▶ [TEXTAUSZUG]:
+ + + + + + +
Das enorme internationale Echo beweist, dass Michail Gorbatschow, diese historisch einzigartige Persönlichkeit, eine über seinen Tod hinausreichende Faszination ausübt.

Wir im Westen bewundern ihn zu Recht als den eigentlichen Zerstörer des Sowjetsystems und des Ostblocks, obwohl es bis zuletzt sein Ziel gewesen war, beides zusammenzuhalten. Für die meisten Russen war er aber jener Politiker, der nach sechs Jahren an der Macht (1985–1991) das Erbe Stalins verspielt hatte. Bei den Präsidentschaftswahlen 1996 erhielt er folgerichtig bloß 0,5 Prozent der Stimmen.

Das enorme internationale Echo beweist, dass Michail Gorbatschow eine über seinen Tod hinausreichende Faszination ausübt.
Foto: IMAGO/Ramil Sitdikov

Dass Gorbatschow in seiner Heimat als eine zutiefst widersprüchliche Figur in Erinnerung blieb, hatte ich im Juni 1992 in kleinem Kreis bei der Moskauer Sitzung der "Osteuropa"-Arbeitssitzung der Bertelsmann-Stiftung erlebt. Unterwegs zu uns ins Hotel bekam der Ex-Präsident vielleicht zum ersten Mal den Hass breiter Bevölkerungsschichten sozusagen hautnah zu spüren. Mit wohlwollender Duldung der Ordnungskräfte hatten einige Tausend Demonstranten der noch kommunistisch gelenkten Gewerkschaften gegen Gorbatschow vor dem Büro seiner mit dem Geld des Friedensnobelpreises gegründeten Stiftung am Leningradskij Prospekt lautstarke Proteste organisiert. Da er kurz vorher zur Übernahme eines israelischen Friedenspreises in Haifa gewesen war, trugen manche Leute antisemitische beziehungsweise Anti-Israel-Plakate.
+ + + + + + +
▶ [DIE AUFGABEN]:
1. Schreiben Sie den Text über Gorbatschow zwischen „Wir im Westen“ und „Prozent der Stimmen.“ einschließlich wortgetreu ab.
2. Schreiben Sie in der Auflistung die Zeilen zwischen der Zeile mit „on the dressed“ und der Zeile mit „[(154, 210), (213, 226)]“ einschließlich neu und ersetzen Sie darin „deity idol“ durch „temple figure“, ohne sonst etwas zu ändern. Geben Sie nur diese Zeilen aus.
Die Auflistung steht in keinem Zusammenhang mit dem Text über Gorbatschow.

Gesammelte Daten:
+ + + + + + +
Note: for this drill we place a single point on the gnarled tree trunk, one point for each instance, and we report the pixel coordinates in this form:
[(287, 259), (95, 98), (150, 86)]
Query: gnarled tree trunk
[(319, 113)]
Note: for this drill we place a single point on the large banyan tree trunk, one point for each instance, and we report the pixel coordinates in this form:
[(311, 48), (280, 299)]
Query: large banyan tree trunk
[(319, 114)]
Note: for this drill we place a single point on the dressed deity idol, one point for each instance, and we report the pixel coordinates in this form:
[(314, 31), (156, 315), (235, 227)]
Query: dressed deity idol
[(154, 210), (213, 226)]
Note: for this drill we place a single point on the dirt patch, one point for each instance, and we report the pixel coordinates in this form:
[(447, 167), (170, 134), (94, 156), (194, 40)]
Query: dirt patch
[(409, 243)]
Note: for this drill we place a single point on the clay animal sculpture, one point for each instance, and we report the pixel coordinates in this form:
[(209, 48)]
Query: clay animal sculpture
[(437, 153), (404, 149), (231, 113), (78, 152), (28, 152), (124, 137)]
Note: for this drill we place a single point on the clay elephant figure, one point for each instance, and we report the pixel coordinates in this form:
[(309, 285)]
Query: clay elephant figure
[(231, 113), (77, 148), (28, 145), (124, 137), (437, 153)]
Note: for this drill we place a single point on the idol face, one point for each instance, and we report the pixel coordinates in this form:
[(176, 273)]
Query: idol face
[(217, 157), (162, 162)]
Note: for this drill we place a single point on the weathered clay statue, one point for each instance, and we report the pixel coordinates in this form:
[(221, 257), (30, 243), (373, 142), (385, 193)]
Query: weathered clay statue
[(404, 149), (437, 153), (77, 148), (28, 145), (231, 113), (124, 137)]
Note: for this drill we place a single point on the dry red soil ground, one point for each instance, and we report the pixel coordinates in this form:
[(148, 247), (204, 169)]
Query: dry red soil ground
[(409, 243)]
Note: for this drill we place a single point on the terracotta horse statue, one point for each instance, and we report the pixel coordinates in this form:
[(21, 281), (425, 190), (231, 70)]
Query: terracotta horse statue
+ + + + + + +
▶ [ERGEBNISSE DER AUFGABEN]:
1.
Wir im Westen bewundern ihn zu Recht als den eigentlichen Zerstörer des Sowjetsystems und des Ostblocks, obwohl es bis zuletzt sein Ziel gewesen war, beides zusammenzuhalten. Für die meisten Russen war er aber jener Politiker, der nach sechs Jahren an der Macht (1985–1991) das Erbe Stalins verspielt hatte. Bei den Präsidentschaftswahlen 1996 erhielt er folgerichtig bloß 0,5 Prozent der Stimmen.

2.
Note: for this drill we place a single point on the dressed temple figure, one point for each instance, and we report the pixel coordinates in this form:
[(314, 31), (156, 315), (235, 227)]
Query: dressed temple figure
[(154, 210), (213, 226)]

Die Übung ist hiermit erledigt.